**Activity 1:** In the passage on Emperor Ming of Han, whose conquests extended Chinese control over the Tarim Basin?
**Activity 2:** Write a continuation of the passage on Emperor Ming of Han, starting after its final sentence.

**Passage provided:**

====================

Emperor of the Han dynasty
- Reign: 29 March 57 AD – 5 September 75 AD
- Predecessor: Emperor Guangwu
- Successor: Emperor Zhang
- Born: 15 June 28 AD
- Died: 5 September 75 AD (aged 47)
- Consorts: Empress Mingde; Consort Jia;
- Issue Detail: Emperor Zhang

Names
- Family name: Liu (劉); Given name: Yang (陽), then Zhuang (莊);

Era dates
- Yongping (永平): 57–75 AD

Posthumous name
- Emperor Xiaoming (孝明皇帝) (long) Emperor Ming (汉明帝) (short)

Temple name
- Xianzong (顯宗)
- House: House of Liu
- Dynasty: Han dynasty
- Father: Emperor Guangwu
- Mother: Empress Guanglie

= Emperor Ming of Han =

Emperor of China from 57 to 75 AD

Emperor Ming of Han (15 June 28 – 5 September 75 AD), courtesy name Zili, born Liu Yang and also known as Liu Zhuang and as Han Mingdi, was the second emperor of the Eastern Han dynasty.

He was the fourth son and second crown prince of Emperor Guangwu. It was during Emperor Ming's reign that Buddhism began to spread into China.

Emperor Ming was a hard-working, competent administrator of the empire who showed integrity and demanded integrity from his officials. He also extended Chinese control over the Tarim Basin and eradicated the Xiongnu influence there, through the conquests of his general Ban Chao.

The reigns of Emperor Ming and his son Emperor Zhang were typically considered the golden age of the Eastern Han Empire and known as the Rule of Ming and Zhang.

====================

**Raw data:**

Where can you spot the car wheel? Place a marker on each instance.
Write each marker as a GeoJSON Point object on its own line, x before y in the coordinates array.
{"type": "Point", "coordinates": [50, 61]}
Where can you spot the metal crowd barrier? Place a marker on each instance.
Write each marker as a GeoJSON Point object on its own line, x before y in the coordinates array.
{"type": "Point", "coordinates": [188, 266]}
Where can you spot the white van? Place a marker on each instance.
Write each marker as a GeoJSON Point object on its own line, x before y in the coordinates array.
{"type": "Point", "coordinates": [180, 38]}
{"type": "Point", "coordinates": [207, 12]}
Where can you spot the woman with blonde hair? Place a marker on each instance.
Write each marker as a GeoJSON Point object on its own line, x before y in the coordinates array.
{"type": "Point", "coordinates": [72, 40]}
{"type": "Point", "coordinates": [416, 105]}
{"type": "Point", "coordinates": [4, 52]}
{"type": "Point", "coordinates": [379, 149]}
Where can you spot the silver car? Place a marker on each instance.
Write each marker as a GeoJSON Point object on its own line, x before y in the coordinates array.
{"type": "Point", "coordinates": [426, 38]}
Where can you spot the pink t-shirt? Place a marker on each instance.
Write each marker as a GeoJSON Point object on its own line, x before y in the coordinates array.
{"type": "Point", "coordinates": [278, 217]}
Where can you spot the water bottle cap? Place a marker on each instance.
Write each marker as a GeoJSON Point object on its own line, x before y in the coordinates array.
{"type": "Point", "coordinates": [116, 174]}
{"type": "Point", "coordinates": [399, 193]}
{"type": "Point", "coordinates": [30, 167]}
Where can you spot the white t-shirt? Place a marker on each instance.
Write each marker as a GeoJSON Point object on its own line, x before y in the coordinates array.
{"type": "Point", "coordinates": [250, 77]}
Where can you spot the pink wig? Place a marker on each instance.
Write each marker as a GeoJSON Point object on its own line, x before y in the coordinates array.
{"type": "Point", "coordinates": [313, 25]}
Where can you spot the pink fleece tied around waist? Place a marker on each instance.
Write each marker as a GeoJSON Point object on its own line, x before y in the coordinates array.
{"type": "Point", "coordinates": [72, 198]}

====================

**Answer area 1:** The conquests of his general Ban Chao.

**Answer area 2:**
==Family background==
Liu Yang was born in AD 28 to Emperor Guangwu and his first love, Consort Yin Lihua. When Emperor Guangwu was still an official under the Gengshi Emperor, he married Yin in 23. After he became emperor in 25, had wanted to make her empress, but she declined because she had no sons at that point. Instead, she endorsed Consort Guo, who already had a son in Liu Jiang (劉疆), so Emperor Guangwu made Consort Guo empress and Prince Jiang crown prince in 26. However, Prince Yang's birth in AD 28 was still considered a major event.

==From Dukedom of Donghai to crown prince==
In AD 39, Emperor Guangwu crowned all of his sons, other than Crown Prince Jiang, dukes, and Prince Yang was made the Duke of Donghai. He quickly became known for his intelligence even in his young age, and he often made quick judgments of situations that turned out to be correct. Emperor Guangwu became very impressed with him.

At the age of 41, Empress Guo had lost the emperor's favor, and her constant complaints angered Emperor Guangwu. In AD 41, he deposed her and made Duke Yang's mother Consort Yin empress instead. All of the imperial dukes were promoted to princes to accommodate Emperor Guangwu's new title for Empress Guo—Princess Dowager of Zhongshan (after appointing her son Liu Fu (劉輔) the Prince of Zhongshan); Duke Yang was made the Prince of Donghai.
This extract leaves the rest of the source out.